Чтобы понять, как это происходило, достаточно для начала просто взглянуть, например, на обложку «Gal», одного из ранних альбомов несравненной принцессы Тропикалии, певицы Гал Кошты. В образах, использованных в ее пестром коллаже, узнаются ритуальные маски южноамериканских индейцев – то есть свое, родное! – но при этом сам коллаж исполнен в лучших традициях британского или американского психоделического рок-дизайна тех лет: в голову приходит, например, конверт пластинки «Disraeli Gears» группы Cream.

Одним из ярчайших произведений Кошты раннего периода стала песня «Divino Maravilhoso»; к счастью, перевод ее текста есть в сети, и поется там примерно следующее: «Будь силен и всегда начеку, нет времени бояться смерти, берегись слоганов и ругательств, берегись пропаганды, берегись высоких окон, берегись ступать в болото асфальта, берегись кровавых пятен на земле». Да уж, это вам не сентиментальные тексты босса-новы, а прямо-таки политическая агитка – и нетрудно понять, что привело к ее появлению. В конце концов, на дворе 1968-й, тот самый год, когда по всему миру прокатились студенческие бунты, и Бразилия, которой к тому же в то время управляла военная хунта, не стала исключением. Правда, военная хунта на то и была военной хунтой, что терпеть у себя под носом революционные элементы она не стала – очень быстро был принят закон, фактически запрещающий всякие массовые протесты, кучу народа побросали в тюрьму, на телевидении установилась цензура; в общем, всякая авторитарная власть всегда ведет себя более или менее одинаково, правда? В итоге прямолинейных политических высказываний в духе «Divino Maravilhoso» в дальнейшей истории Тропикалии будет не много – бразильским музыкантам пришлось освоить искусство иносказания. Но вот чисто творческий протест против скуки и предсказуемости «официальной» музыкальной культуры подавить было невозможно, равно как и помешать молодым сочинителям песен знакомиться со свежими хитами из-за рубежа. В результате в Бразилии появилась удивительная авангардная рок-банда Os Mutantes, еще одни заметные и очень талантливые представители Тропикалии.

Фрагменты набора данных об указании на объекты:
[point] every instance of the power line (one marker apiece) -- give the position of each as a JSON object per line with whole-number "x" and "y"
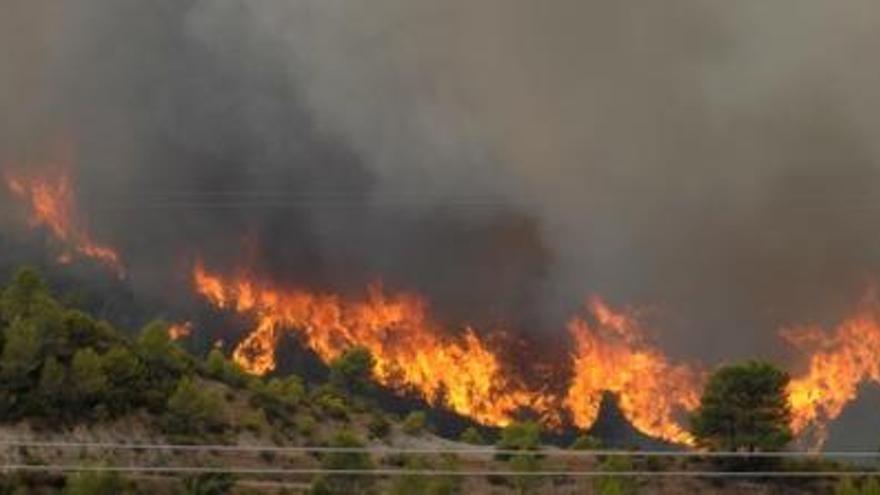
{"x": 438, "y": 451}
{"x": 429, "y": 472}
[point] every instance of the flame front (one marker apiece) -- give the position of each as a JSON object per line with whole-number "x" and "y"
{"x": 613, "y": 356}
{"x": 180, "y": 331}
{"x": 411, "y": 352}
{"x": 53, "y": 205}
{"x": 840, "y": 362}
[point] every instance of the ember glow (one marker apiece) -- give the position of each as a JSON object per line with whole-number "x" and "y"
{"x": 460, "y": 371}
{"x": 52, "y": 203}
{"x": 613, "y": 355}
{"x": 412, "y": 354}
{"x": 180, "y": 331}
{"x": 840, "y": 361}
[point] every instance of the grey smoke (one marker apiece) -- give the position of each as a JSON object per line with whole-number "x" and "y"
{"x": 716, "y": 160}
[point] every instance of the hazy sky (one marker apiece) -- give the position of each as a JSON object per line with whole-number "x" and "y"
{"x": 715, "y": 160}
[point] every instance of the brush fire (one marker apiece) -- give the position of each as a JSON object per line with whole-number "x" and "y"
{"x": 462, "y": 369}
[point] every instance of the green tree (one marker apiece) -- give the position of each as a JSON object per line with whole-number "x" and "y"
{"x": 586, "y": 442}
{"x": 52, "y": 386}
{"x": 414, "y": 423}
{"x": 26, "y": 295}
{"x": 353, "y": 370}
{"x": 88, "y": 381}
{"x": 472, "y": 436}
{"x": 525, "y": 437}
{"x": 126, "y": 376}
{"x": 379, "y": 426}
{"x": 21, "y": 354}
{"x": 158, "y": 350}
{"x": 209, "y": 484}
{"x": 215, "y": 364}
{"x": 615, "y": 485}
{"x": 348, "y": 461}
{"x": 744, "y": 408}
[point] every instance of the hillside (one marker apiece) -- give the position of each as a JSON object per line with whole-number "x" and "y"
{"x": 141, "y": 415}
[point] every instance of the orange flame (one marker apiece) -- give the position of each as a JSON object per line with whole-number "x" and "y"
{"x": 180, "y": 331}
{"x": 841, "y": 361}
{"x": 613, "y": 356}
{"x": 52, "y": 202}
{"x": 411, "y": 353}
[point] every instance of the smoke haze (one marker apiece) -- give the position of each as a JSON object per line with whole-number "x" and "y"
{"x": 716, "y": 160}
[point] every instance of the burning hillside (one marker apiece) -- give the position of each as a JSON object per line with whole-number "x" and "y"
{"x": 49, "y": 193}
{"x": 462, "y": 369}
{"x": 717, "y": 161}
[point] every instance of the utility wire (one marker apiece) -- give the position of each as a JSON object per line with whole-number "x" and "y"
{"x": 427, "y": 451}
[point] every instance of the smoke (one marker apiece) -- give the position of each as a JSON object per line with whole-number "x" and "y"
{"x": 717, "y": 160}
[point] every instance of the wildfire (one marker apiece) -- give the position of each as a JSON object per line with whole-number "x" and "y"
{"x": 411, "y": 353}
{"x": 53, "y": 205}
{"x": 613, "y": 356}
{"x": 462, "y": 372}
{"x": 841, "y": 361}
{"x": 180, "y": 331}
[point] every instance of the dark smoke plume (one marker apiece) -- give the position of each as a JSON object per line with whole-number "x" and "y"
{"x": 718, "y": 160}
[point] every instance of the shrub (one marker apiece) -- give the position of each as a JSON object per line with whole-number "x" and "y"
{"x": 358, "y": 461}
{"x": 414, "y": 423}
{"x": 472, "y": 436}
{"x": 744, "y": 407}
{"x": 305, "y": 424}
{"x": 194, "y": 410}
{"x": 379, "y": 426}
{"x": 586, "y": 442}
{"x": 353, "y": 370}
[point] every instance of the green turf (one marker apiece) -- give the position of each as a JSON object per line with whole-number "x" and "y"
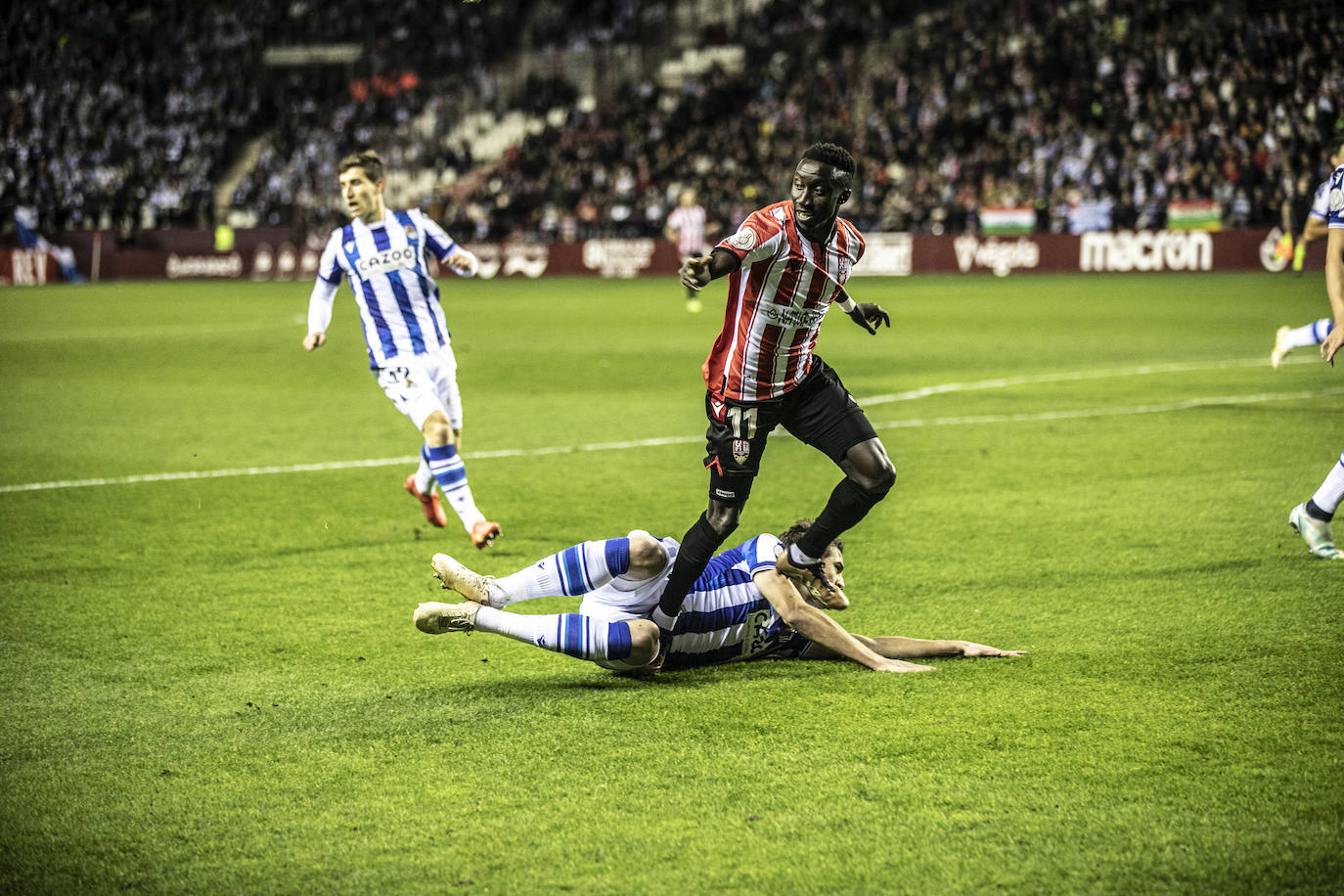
{"x": 211, "y": 686}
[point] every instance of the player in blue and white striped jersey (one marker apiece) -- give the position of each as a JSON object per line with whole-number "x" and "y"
{"x": 1312, "y": 518}
{"x": 384, "y": 255}
{"x": 739, "y": 608}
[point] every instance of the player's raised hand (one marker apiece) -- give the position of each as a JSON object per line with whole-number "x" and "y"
{"x": 694, "y": 272}
{"x": 870, "y": 316}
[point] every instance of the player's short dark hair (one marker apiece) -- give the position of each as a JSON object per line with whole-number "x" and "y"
{"x": 832, "y": 155}
{"x": 367, "y": 158}
{"x": 796, "y": 531}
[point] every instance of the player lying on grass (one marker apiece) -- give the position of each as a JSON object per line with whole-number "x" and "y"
{"x": 739, "y": 608}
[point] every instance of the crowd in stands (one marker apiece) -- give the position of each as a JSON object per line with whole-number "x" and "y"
{"x": 1095, "y": 114}
{"x": 122, "y": 114}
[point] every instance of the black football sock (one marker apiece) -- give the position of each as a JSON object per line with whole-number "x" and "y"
{"x": 848, "y": 504}
{"x": 697, "y": 547}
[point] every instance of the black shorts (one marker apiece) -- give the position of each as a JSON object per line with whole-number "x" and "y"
{"x": 819, "y": 413}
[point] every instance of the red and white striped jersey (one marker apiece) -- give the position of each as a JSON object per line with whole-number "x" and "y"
{"x": 689, "y": 223}
{"x": 776, "y": 302}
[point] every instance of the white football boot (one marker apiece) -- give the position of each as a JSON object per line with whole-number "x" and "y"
{"x": 1318, "y": 533}
{"x": 471, "y": 586}
{"x": 439, "y": 618}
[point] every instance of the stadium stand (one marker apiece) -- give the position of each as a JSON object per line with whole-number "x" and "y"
{"x": 530, "y": 119}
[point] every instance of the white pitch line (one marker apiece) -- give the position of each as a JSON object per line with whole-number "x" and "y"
{"x": 1073, "y": 377}
{"x": 1110, "y": 411}
{"x": 682, "y": 439}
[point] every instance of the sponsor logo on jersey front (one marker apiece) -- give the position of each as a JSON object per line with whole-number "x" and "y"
{"x": 796, "y": 317}
{"x": 387, "y": 261}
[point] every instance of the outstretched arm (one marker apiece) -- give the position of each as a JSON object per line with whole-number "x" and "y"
{"x": 697, "y": 270}
{"x": 898, "y": 648}
{"x": 319, "y": 313}
{"x": 820, "y": 629}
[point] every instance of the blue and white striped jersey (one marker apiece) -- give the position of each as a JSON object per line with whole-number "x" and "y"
{"x": 387, "y": 270}
{"x": 1322, "y": 202}
{"x": 1335, "y": 203}
{"x": 725, "y": 618}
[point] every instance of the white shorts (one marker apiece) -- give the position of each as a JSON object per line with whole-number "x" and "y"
{"x": 424, "y": 383}
{"x": 624, "y": 600}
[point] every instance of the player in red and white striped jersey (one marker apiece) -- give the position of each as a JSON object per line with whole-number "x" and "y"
{"x": 785, "y": 265}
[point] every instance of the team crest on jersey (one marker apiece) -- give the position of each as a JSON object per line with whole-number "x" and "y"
{"x": 743, "y": 240}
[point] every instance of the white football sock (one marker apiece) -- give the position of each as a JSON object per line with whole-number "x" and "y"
{"x": 568, "y": 633}
{"x": 1332, "y": 489}
{"x": 573, "y": 571}
{"x": 1312, "y": 334}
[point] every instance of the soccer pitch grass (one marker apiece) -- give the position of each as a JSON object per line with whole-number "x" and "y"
{"x": 212, "y": 686}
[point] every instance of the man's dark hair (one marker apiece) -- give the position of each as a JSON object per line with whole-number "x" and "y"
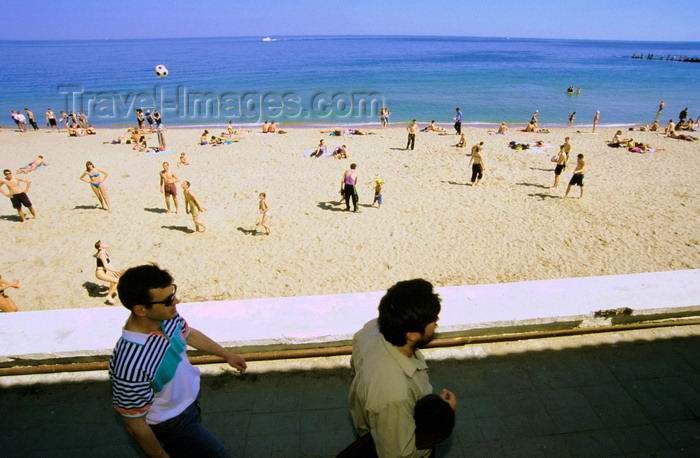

ПИСЬМЕННОЕ ЗАДАНИЕ: Перескажите в виде краткого списка абзац отрывка о Тропикалии, начинающийся словами «Одним из ярчайших произведений Кошты», сохранив его основные факты.

РЕШЕНИЕ ЗАДАНИЯ:
- «Divino Maravilhoso» — одна из самых ярких ранних песен Гал Кошты. Её текст призывает быть сильным и всегда начеку, не бояться смерти, остерегаться слоганов, ругательств, пропаганды, высоких окон, болота асфальта и кровавых пятен на земле.
- В отличие от сентиментальной босса-новы, эта песня — почти политическая агитка. Она появилась в 1968 году, когда по миру прокатились студенческие бунты, не обошедшие и Бразилию, которой тогда управляла военная хунта.
- Хунта быстро приняла закон, фактически запрещающий массовые протесты, бросила многих в тюрьму и ввела цензуру на телевидении.
- Поэтому прямых политических высказываний в дальнейшей истории Тропикалии было немного: музыкантам пришлось освоить иносказание.
- Творческий протест против скучной и предсказуемой «официальной» музыки подавить не удалось. Помешать молодым авторам знакомиться с зарубежными хитами тоже не смогли.
- В результате появилась авангардная рок-группа Os Mutantes, ещё одни заметные и талантливые представители Тропикалии.